▸ Task instructions:
Every line from the line containing "form (165, 363)." through the final line below is to be repeated exactly; no other line is.

### Provided entries ###

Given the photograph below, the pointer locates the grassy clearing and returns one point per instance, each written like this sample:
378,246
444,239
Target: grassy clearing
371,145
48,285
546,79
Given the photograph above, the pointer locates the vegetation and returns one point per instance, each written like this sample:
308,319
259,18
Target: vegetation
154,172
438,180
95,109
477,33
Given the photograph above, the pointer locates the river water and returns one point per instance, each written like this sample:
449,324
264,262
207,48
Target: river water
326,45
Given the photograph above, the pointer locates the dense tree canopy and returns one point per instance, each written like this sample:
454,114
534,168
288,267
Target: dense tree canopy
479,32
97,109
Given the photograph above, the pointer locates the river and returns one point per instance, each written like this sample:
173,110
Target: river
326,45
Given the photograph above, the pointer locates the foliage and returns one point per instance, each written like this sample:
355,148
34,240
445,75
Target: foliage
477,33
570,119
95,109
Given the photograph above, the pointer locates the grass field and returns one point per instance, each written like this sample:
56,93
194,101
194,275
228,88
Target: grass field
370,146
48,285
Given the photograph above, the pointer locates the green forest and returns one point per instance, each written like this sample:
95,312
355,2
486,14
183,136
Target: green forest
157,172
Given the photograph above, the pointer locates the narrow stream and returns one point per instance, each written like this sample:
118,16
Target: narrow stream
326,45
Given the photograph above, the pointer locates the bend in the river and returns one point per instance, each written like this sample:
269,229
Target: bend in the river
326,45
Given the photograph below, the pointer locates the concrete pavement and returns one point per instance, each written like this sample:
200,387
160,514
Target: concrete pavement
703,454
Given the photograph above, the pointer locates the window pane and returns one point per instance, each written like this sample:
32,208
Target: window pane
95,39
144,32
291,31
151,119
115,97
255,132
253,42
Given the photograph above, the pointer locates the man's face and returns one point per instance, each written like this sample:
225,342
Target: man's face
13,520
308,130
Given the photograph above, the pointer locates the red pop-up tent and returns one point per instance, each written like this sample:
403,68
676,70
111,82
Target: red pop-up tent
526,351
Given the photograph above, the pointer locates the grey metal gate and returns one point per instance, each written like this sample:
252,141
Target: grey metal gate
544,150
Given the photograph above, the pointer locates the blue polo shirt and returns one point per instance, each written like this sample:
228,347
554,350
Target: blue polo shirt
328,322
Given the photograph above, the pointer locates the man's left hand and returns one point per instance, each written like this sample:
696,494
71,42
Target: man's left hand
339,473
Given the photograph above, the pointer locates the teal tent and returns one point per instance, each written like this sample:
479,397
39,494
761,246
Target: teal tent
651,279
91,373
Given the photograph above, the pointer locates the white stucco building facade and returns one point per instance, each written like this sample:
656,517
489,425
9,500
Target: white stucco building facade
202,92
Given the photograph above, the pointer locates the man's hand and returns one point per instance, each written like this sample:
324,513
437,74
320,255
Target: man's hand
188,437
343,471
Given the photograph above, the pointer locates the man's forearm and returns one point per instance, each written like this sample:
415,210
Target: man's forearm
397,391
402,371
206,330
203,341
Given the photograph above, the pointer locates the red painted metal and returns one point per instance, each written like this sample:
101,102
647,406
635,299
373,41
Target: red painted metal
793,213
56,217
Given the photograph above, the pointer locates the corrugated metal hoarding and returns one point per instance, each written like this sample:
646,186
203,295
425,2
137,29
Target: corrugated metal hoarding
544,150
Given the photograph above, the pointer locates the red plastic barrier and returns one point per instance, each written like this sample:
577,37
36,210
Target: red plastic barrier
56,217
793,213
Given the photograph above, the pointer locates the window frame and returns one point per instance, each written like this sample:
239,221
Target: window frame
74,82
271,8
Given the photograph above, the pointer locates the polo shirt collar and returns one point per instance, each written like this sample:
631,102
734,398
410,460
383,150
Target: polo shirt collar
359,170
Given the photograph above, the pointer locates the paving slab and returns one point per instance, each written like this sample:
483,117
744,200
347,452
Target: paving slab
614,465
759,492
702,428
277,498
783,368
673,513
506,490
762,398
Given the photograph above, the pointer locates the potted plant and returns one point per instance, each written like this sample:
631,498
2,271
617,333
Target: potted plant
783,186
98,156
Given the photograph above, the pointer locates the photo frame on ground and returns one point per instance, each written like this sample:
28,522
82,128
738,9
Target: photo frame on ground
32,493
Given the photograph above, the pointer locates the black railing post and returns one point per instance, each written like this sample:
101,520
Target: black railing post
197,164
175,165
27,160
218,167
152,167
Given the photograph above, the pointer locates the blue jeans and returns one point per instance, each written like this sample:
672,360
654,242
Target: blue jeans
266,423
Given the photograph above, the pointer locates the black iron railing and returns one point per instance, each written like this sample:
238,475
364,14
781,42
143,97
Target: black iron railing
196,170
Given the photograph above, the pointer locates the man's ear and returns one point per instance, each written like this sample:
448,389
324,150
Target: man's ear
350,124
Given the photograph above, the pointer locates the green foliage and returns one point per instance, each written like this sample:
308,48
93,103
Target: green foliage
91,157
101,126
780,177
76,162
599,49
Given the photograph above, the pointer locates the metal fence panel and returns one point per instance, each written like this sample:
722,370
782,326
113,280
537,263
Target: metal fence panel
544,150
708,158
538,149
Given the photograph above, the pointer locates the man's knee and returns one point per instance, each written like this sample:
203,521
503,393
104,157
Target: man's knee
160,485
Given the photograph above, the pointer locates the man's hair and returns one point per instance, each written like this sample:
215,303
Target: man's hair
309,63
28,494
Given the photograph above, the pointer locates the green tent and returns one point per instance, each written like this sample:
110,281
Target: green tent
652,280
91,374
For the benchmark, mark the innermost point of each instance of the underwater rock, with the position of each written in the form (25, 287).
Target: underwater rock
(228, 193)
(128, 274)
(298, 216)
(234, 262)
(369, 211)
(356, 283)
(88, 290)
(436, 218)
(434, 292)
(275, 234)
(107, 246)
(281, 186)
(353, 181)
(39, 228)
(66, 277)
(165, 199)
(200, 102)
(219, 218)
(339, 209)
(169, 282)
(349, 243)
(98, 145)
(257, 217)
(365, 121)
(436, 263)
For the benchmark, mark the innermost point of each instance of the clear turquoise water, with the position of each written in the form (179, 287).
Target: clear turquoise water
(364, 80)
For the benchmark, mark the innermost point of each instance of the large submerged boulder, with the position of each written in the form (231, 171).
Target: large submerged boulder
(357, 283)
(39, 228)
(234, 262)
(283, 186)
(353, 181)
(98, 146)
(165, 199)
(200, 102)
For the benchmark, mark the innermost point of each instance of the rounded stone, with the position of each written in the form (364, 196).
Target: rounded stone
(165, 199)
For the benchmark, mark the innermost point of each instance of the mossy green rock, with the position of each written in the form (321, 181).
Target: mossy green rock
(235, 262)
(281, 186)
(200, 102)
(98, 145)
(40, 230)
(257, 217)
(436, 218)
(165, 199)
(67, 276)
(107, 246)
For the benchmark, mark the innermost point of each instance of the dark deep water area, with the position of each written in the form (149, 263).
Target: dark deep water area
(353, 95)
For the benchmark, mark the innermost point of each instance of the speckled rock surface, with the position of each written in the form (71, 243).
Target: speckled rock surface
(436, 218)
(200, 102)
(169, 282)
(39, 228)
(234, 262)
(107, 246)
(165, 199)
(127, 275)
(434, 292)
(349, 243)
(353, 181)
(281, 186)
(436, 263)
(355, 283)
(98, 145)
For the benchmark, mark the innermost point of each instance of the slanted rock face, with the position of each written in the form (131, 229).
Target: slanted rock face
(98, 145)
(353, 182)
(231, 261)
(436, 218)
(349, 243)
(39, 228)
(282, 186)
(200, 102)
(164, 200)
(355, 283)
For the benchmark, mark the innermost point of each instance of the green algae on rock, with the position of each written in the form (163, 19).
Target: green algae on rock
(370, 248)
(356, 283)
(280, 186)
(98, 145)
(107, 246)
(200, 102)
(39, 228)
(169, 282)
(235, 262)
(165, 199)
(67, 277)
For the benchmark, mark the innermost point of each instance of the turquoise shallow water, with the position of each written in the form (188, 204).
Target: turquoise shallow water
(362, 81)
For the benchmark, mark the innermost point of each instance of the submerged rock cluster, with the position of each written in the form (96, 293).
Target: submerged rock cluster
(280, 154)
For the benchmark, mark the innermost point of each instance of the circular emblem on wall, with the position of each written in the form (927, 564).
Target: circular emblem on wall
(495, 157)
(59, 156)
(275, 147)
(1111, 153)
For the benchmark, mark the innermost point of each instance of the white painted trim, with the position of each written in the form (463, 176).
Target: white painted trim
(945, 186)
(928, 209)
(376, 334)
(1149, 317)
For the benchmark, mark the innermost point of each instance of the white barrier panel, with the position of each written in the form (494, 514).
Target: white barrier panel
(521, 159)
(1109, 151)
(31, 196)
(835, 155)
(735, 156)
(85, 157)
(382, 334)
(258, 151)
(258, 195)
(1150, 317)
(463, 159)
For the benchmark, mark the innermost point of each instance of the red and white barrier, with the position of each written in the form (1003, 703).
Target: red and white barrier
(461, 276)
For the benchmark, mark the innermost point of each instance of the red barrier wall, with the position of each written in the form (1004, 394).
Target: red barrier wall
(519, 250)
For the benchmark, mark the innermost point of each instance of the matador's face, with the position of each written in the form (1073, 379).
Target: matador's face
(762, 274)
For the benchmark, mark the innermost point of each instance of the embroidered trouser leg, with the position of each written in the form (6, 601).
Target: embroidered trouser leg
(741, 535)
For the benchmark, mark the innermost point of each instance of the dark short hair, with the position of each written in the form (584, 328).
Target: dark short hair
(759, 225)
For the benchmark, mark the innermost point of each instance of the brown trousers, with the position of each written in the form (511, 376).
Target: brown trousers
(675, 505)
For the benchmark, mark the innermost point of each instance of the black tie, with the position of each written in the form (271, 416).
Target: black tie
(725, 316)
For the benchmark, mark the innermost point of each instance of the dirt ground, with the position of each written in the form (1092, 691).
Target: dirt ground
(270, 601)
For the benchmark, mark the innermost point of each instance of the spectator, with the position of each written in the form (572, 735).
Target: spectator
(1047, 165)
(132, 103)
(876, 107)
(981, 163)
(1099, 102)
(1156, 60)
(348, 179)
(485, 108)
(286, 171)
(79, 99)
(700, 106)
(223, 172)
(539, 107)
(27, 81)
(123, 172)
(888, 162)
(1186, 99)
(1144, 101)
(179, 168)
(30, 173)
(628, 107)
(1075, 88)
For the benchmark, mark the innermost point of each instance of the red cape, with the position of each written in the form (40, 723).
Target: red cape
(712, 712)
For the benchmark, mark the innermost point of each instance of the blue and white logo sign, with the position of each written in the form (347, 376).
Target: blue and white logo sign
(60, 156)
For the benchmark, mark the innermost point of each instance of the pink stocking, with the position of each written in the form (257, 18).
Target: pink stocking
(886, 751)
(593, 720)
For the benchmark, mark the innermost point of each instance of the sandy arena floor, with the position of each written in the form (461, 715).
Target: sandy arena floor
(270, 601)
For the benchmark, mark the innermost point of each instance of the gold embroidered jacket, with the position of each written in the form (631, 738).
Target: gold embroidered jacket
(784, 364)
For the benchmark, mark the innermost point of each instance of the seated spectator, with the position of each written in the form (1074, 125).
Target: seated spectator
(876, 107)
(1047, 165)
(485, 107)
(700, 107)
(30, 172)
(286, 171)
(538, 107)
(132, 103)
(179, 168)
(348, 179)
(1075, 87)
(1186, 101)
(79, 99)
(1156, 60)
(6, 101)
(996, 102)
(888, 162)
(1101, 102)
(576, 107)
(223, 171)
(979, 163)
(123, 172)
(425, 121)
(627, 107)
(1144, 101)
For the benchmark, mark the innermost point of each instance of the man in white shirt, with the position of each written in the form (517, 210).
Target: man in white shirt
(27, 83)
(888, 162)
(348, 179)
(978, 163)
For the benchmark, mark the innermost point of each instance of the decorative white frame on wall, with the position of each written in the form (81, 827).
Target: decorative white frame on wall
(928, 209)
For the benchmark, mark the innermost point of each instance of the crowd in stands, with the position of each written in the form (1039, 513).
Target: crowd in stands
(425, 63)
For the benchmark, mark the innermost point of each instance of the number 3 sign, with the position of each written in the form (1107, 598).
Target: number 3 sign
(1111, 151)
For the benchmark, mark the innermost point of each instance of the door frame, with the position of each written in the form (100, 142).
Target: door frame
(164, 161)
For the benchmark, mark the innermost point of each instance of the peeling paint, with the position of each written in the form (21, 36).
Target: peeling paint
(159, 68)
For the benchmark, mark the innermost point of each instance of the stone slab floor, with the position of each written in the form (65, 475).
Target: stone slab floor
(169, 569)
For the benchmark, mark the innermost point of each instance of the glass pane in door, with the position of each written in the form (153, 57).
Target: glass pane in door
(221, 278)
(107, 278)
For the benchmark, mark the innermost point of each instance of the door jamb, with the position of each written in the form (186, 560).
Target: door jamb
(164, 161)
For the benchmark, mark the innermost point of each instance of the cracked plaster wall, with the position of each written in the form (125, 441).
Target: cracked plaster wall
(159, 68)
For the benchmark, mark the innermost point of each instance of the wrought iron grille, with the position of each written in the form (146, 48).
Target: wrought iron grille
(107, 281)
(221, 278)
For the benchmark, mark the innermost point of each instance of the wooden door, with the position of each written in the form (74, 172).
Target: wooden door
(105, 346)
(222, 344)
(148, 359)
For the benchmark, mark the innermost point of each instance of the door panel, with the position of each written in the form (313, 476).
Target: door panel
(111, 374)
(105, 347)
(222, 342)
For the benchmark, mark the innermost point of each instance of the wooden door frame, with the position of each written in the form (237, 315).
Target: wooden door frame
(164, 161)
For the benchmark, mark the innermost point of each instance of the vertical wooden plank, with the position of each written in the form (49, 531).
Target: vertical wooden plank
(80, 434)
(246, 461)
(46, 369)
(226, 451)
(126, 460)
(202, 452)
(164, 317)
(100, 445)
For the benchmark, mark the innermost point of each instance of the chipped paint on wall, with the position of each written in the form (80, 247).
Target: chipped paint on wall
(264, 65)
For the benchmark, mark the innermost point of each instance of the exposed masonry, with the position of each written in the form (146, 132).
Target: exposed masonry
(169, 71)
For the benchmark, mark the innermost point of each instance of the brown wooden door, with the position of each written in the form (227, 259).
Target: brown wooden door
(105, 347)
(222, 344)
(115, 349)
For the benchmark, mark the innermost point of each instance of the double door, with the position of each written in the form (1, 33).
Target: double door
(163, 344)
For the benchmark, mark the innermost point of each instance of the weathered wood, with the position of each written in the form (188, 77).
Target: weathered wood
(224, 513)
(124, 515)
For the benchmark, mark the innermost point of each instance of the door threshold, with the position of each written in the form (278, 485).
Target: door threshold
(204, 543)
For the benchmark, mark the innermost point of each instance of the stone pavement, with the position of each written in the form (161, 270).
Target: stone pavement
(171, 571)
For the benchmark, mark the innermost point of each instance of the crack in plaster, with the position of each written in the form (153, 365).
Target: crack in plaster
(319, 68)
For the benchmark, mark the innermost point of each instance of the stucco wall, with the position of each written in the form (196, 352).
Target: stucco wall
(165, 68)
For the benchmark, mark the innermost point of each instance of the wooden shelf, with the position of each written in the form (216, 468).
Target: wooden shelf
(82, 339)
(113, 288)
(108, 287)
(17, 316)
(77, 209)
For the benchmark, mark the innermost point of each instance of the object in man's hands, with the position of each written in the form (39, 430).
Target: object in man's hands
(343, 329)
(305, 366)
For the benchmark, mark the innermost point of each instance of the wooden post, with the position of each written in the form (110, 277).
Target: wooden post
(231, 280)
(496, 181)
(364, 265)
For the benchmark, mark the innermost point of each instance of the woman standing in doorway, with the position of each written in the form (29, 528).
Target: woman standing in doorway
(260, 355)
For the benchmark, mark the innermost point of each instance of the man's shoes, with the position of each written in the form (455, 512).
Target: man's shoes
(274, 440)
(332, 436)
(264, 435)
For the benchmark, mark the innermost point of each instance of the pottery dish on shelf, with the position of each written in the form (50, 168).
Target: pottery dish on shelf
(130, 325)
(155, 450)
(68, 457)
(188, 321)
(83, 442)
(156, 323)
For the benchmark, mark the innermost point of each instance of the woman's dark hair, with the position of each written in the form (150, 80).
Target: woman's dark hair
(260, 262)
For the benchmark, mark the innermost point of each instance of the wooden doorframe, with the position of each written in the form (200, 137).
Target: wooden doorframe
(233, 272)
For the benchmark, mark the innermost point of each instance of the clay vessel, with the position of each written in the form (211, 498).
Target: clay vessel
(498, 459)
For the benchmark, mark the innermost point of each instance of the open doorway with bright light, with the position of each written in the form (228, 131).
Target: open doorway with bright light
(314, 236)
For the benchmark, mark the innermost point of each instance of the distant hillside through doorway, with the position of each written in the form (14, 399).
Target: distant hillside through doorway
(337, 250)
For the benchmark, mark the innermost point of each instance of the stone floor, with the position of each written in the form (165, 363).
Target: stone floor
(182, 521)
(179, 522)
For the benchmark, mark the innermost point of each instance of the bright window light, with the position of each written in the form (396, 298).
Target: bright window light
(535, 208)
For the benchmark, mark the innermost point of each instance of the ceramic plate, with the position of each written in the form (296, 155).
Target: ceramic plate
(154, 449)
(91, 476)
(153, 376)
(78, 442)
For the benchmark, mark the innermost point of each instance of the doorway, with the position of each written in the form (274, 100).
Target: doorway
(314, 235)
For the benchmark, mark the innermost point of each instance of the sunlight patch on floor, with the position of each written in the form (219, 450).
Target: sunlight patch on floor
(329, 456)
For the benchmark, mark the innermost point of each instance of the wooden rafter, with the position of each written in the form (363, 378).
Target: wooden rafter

###

▸ Full output:
For the benchmark, mark the innermost point of each instance of the stone floor, with the position of each written in the form (165, 363).
Target: stone floor
(182, 521)
(179, 522)
For the benchmark, mark the innermost point of each instance of the bright window light, with the position of each written in the form (396, 298).
Target: bright window light
(535, 208)
For the benchmark, mark the innermost point of each instance of the ceramic plate, with the position of each written in the form (296, 155).
Target: ceramic plate
(154, 449)
(91, 476)
(153, 376)
(78, 442)
For the benchmark, mark the innermost point of each instance of the doorway, with the position of each written in the form (274, 100).
Target: doorway
(314, 235)
For the benchmark, mark the innermost point of each instance of the sunlight patch on floor, with the position of each written in the form (219, 450).
Target: sunlight patch on floor
(329, 456)
For the benchmark, mark the innermost point of each instance of the wooden rafter, with the position of each written in the form (363, 378).
Target: wooden rafter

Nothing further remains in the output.